Created attachment 1721842 [details]
QEMU command line
Description of problem:
When a VM is started with q35 chipset, UEFI BIOS and maxmem at least 16 GB on a certain hardware, it starts but it doesn't boot.
Version-Release number of selected component (if applicable):
It was observed and is always reproducible only on two machine with Intel(R) Xeon(R) CPU E3-1230 V2 and 8 GB RAM. It couldn't be reproduced elsewhere.
Steps to Reproduce:
1. Start a VM with an installed guest OS from RHV, see the attached qemu-kvm command line.
2. Connect to the VM using SPICE -- the VM is stuck with a black screen and doesn't boot. Pinging the VM also doesn't work.
The VM gets stuck immediately after starting, it doesn't reach even bootloader screen and qemu-kvm process consumes 100% CPU.
The VM starts normally.
When maxmem is reduced to e.g. 12 GB, the VM starts normally on the same machine. With a non-UEFI BIOS and 16 GB maxmem, it starts and reaches BIOS. When the same VM is started the same way on a different kind of host with the same amount of RAM, it starts normally.

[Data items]
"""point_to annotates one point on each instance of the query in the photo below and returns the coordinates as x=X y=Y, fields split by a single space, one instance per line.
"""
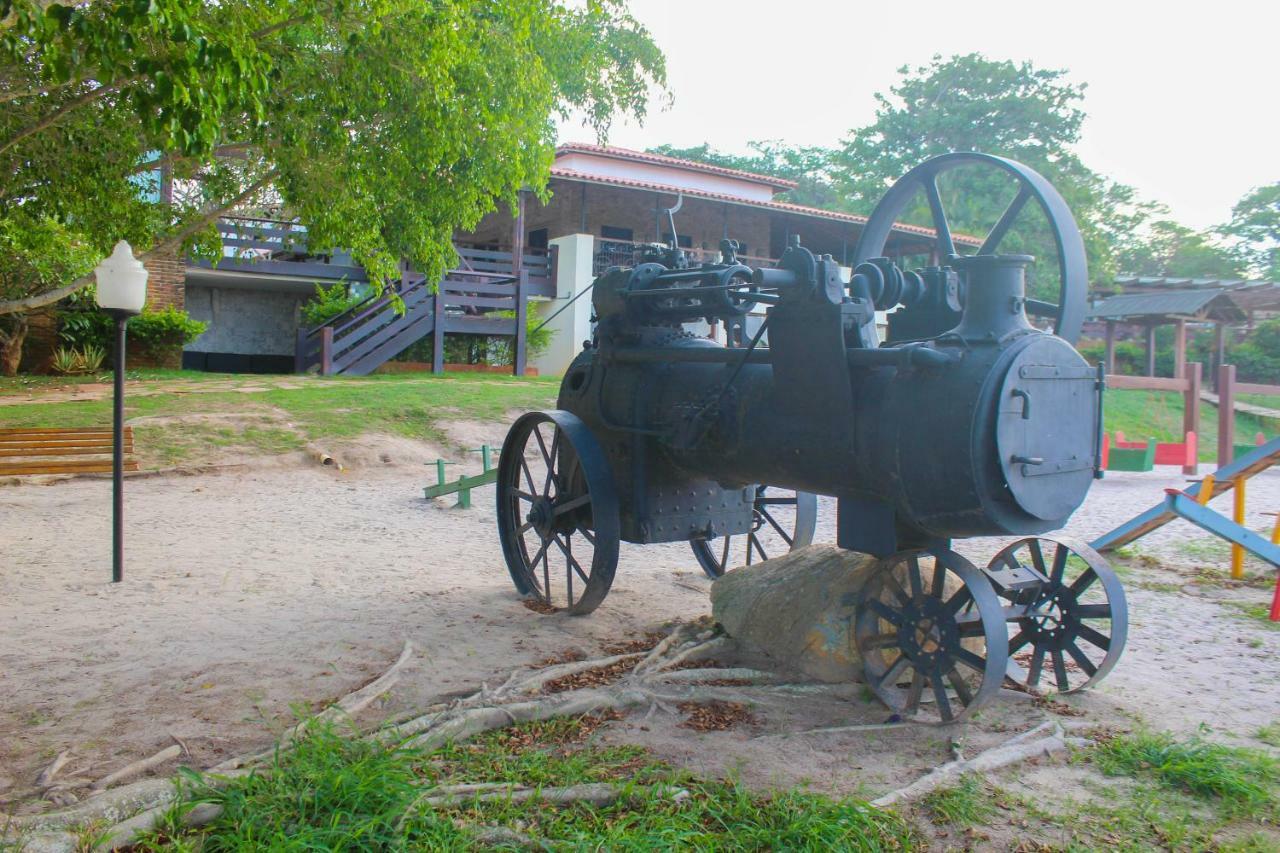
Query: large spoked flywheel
x=1066 y=313
x=557 y=512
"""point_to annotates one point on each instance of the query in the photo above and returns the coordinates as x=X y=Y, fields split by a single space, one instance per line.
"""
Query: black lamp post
x=122 y=291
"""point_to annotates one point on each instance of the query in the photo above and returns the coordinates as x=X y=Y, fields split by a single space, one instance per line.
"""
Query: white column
x=572 y=325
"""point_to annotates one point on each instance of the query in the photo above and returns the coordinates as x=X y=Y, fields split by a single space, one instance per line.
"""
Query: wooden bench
x=62 y=451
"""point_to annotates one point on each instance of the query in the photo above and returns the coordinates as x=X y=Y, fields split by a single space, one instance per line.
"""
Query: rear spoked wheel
x=1068 y=620
x=557 y=512
x=931 y=633
x=781 y=521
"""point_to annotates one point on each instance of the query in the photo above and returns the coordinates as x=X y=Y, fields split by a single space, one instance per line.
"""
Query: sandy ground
x=252 y=592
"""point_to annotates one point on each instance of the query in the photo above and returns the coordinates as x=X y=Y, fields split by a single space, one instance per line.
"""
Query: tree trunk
x=13 y=334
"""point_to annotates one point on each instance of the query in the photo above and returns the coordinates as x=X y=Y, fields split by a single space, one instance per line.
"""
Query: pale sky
x=1182 y=97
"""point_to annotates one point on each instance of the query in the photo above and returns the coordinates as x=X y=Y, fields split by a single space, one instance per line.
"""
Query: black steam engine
x=967 y=420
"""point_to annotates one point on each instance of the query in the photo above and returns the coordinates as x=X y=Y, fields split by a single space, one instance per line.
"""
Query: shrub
x=328 y=302
x=158 y=332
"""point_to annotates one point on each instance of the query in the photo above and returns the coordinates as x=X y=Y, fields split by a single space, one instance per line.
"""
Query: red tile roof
x=644 y=156
x=571 y=174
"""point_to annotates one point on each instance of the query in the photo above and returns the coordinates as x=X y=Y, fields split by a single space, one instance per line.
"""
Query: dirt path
x=250 y=592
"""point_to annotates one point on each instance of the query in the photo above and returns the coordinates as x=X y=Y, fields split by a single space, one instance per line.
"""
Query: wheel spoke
x=946 y=247
x=885 y=611
x=1092 y=611
x=958 y=601
x=940 y=579
x=1060 y=562
x=891 y=674
x=940 y=696
x=551 y=464
x=1095 y=637
x=567 y=548
x=881 y=641
x=1082 y=660
x=775 y=525
x=969 y=658
x=914 y=692
x=913 y=576
x=560 y=509
x=1006 y=220
x=1084 y=582
x=529 y=477
x=1038 y=557
x=960 y=685
x=1064 y=684
x=1037 y=666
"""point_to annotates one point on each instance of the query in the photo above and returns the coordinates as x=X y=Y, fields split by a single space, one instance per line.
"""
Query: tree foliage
x=1256 y=226
x=972 y=103
x=1166 y=249
x=384 y=124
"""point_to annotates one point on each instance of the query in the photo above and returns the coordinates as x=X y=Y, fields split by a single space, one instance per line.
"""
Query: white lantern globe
x=122 y=281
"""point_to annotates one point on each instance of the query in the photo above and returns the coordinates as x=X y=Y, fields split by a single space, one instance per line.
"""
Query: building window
x=613 y=232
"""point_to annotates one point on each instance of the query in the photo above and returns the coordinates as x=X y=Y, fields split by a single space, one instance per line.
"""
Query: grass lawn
x=275 y=420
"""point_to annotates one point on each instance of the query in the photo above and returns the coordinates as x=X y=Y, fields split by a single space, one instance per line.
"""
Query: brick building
x=604 y=203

What to work on >> Summarize the bug report above in two sentences.

Response to the exercise >> A VM started with the q35 chipset, UEFI BIOS, and a maxmem of at least 16 GB gets stuck with a black screen immediately after starting, never reaching even the bootloader screen while the qemu-kvm process consumes 100% CPU; this is always reproducible only on two machines with an Intel Xeon E3-1230 V2 CPU and 8 GB RAM. The VM starts normally when maxmem is reduced to, for example, 12 GB or when it is started on a different kind of host with the same amount of RAM, and with a non-UEFI BIOS and 16 GB maxmem it starts and reaches BIOS.